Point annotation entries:

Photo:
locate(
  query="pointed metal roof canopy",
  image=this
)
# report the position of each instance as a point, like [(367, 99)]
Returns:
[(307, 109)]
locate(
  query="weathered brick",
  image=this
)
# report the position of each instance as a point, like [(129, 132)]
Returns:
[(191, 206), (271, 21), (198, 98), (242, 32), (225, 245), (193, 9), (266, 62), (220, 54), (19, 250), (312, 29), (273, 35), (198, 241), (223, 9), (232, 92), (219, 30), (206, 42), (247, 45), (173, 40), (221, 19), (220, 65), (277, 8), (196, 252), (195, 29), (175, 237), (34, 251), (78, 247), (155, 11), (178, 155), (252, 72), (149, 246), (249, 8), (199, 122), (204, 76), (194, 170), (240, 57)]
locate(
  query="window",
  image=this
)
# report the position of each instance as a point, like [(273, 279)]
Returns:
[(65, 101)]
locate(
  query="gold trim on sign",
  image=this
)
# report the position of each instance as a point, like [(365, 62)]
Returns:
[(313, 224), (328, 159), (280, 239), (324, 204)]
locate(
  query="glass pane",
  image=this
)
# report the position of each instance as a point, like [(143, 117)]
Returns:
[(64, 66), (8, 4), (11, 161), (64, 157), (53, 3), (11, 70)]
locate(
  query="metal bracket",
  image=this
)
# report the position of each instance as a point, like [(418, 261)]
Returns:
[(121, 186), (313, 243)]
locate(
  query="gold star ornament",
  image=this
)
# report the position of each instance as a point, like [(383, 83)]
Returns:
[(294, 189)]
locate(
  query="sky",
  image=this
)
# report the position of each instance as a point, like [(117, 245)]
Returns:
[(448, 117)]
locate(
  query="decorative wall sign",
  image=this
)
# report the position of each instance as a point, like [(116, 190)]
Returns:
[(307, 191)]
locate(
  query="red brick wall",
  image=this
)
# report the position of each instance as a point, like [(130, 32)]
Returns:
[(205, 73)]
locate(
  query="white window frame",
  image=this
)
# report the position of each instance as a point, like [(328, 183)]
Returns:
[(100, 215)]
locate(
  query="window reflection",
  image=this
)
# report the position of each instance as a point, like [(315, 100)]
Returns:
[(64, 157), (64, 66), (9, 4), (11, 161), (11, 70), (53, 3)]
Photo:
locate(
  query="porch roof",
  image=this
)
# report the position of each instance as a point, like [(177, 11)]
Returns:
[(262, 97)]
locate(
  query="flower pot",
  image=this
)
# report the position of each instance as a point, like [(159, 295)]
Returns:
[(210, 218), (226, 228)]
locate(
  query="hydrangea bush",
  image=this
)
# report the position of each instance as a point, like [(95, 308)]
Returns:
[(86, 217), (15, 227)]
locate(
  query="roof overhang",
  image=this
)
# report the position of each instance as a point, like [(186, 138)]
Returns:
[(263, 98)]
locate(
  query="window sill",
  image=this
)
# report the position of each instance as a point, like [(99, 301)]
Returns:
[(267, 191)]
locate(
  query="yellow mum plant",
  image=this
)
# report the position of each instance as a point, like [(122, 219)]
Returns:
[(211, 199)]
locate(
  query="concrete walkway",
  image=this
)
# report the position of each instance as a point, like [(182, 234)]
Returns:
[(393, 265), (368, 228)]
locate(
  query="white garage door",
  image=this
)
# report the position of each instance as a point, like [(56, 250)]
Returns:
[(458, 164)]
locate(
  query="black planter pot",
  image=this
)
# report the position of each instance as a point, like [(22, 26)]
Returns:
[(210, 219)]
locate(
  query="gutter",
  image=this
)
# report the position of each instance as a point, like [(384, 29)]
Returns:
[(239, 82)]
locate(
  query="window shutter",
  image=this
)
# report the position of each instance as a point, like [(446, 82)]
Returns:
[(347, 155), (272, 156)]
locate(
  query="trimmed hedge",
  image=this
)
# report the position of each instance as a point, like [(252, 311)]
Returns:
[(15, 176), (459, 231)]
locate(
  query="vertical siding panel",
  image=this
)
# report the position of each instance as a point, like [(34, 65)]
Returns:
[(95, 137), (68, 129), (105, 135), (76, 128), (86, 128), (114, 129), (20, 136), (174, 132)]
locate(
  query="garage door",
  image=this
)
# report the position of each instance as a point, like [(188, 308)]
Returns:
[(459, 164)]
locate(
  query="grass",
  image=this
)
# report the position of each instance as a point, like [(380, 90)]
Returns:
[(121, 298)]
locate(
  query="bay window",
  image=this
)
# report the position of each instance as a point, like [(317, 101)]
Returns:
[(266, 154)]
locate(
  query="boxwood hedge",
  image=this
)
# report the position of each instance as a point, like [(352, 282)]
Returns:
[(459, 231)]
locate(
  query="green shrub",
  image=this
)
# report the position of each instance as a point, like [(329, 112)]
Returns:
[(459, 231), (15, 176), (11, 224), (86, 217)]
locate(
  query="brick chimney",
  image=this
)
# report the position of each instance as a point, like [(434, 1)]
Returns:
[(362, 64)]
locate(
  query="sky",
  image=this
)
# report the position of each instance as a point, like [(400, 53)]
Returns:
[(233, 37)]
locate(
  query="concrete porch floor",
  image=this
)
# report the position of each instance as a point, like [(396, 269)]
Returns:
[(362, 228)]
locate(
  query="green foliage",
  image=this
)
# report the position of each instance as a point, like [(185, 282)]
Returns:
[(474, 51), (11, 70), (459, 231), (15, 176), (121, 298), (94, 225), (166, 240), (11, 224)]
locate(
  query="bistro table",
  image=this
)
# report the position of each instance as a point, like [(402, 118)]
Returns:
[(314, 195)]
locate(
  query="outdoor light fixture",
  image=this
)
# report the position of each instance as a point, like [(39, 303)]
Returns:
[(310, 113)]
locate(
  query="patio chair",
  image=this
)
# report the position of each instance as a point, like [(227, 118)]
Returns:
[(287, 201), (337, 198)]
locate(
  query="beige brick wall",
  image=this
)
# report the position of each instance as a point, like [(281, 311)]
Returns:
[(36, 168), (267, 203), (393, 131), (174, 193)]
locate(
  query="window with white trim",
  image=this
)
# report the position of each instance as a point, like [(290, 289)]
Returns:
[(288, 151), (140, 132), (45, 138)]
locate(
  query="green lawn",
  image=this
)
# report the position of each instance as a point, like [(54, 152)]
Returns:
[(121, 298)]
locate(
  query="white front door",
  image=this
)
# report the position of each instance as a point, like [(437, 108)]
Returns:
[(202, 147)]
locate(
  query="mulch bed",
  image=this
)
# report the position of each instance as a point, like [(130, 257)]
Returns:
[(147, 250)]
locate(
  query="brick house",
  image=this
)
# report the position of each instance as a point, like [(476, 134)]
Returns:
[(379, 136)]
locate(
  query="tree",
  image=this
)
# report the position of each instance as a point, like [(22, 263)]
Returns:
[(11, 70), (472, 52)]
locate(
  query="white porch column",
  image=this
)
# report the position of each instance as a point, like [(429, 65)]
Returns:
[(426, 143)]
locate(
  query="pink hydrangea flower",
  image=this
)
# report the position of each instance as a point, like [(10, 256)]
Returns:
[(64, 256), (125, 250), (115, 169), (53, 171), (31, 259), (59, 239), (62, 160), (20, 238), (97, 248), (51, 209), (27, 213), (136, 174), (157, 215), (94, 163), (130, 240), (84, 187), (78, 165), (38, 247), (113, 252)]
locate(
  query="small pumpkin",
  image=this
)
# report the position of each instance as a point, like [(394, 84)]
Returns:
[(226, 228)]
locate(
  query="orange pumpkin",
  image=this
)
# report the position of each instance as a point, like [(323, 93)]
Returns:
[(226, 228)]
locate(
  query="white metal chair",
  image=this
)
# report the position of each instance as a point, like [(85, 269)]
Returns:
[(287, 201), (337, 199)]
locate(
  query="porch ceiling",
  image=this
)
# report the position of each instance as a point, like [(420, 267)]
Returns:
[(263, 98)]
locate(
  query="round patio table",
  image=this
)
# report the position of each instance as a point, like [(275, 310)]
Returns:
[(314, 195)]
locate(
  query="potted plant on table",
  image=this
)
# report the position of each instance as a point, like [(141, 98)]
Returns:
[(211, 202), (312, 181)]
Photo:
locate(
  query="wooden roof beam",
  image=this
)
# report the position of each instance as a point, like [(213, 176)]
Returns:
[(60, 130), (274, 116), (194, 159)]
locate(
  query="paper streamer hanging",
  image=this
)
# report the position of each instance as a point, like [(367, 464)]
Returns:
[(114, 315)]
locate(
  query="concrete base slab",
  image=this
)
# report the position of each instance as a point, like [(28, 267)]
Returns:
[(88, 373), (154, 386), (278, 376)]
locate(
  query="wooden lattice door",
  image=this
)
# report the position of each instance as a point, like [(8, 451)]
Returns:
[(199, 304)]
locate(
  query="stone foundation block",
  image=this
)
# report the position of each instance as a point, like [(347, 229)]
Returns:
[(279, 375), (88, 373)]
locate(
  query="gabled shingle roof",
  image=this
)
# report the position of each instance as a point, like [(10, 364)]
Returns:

THE EXERCISE: How many lines in the entries above contain the string "wooden"? Case matters. Give only the number.

OUTPUT OF THE EXERCISE: 2